Find every line of the data below that has "queried" in it. Reply with the number only.

(Data extracted from a collection)
------------------------------

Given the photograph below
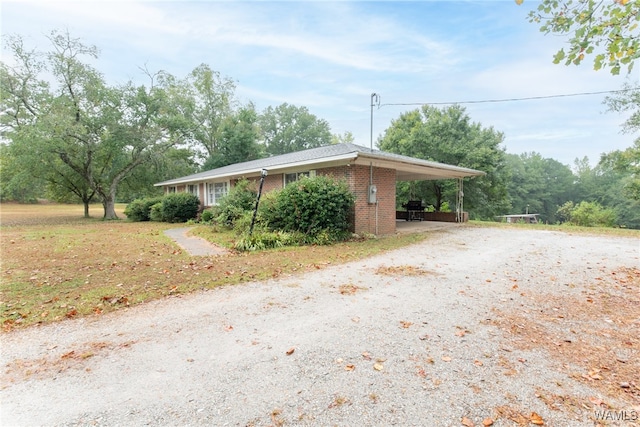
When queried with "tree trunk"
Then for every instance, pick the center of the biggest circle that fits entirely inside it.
(109, 204)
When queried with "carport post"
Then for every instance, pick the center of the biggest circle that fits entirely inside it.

------------------------------

== Completed task ==
2